§ **Goal of the exercise**:
Collect every line below that contains the word "green" and copy each of those lines.

[Records from a data source]

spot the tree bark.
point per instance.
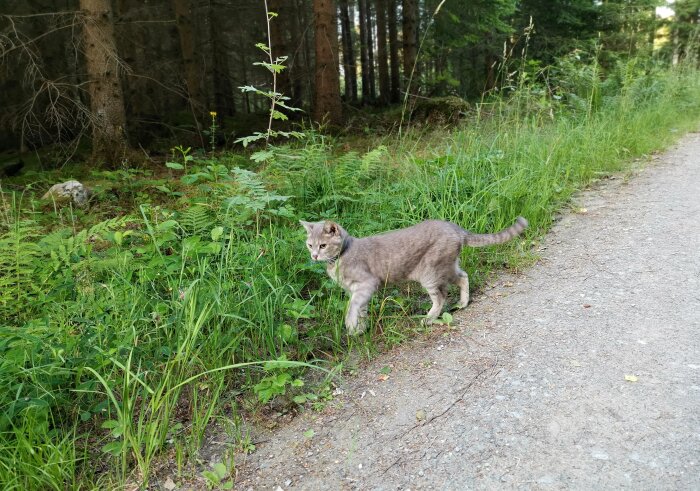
(327, 106)
(223, 89)
(349, 66)
(384, 86)
(410, 48)
(106, 97)
(364, 51)
(370, 52)
(394, 52)
(193, 69)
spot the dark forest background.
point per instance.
(130, 73)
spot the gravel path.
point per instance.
(532, 391)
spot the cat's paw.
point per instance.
(357, 328)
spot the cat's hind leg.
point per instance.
(438, 295)
(356, 316)
(463, 282)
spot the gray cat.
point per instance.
(427, 253)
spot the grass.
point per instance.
(126, 329)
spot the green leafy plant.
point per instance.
(216, 478)
(182, 153)
(277, 100)
(277, 381)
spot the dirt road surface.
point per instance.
(583, 372)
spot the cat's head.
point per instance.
(324, 239)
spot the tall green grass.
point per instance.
(123, 339)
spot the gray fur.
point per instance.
(427, 252)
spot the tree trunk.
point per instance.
(193, 70)
(370, 51)
(223, 90)
(394, 52)
(327, 105)
(410, 50)
(349, 66)
(364, 51)
(384, 90)
(106, 97)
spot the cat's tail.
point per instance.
(481, 240)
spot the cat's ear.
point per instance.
(331, 228)
(307, 225)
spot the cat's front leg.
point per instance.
(356, 316)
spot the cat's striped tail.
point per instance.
(481, 240)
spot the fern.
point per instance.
(196, 219)
(19, 257)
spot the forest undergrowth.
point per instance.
(127, 327)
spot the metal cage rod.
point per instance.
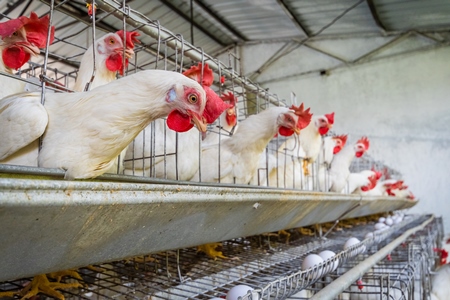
(339, 285)
(194, 53)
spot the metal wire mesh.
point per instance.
(160, 152)
(267, 263)
(404, 274)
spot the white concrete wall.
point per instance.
(403, 105)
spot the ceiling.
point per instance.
(307, 29)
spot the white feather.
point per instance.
(240, 154)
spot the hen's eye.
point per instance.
(192, 98)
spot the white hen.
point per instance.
(240, 154)
(174, 155)
(108, 59)
(86, 131)
(339, 170)
(21, 39)
(227, 122)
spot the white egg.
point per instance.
(389, 221)
(326, 254)
(368, 235)
(238, 291)
(353, 241)
(350, 242)
(310, 261)
(379, 226)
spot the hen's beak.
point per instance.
(201, 124)
(30, 48)
(129, 53)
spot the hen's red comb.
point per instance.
(372, 183)
(377, 173)
(330, 118)
(365, 141)
(214, 105)
(343, 138)
(304, 116)
(195, 72)
(230, 98)
(131, 38)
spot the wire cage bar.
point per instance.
(152, 170)
(268, 263)
(158, 151)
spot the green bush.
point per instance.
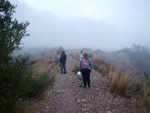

§ **Solution to the exercise**:
spot the green leafy plant.
spot the tall green grass.
spot the green bush.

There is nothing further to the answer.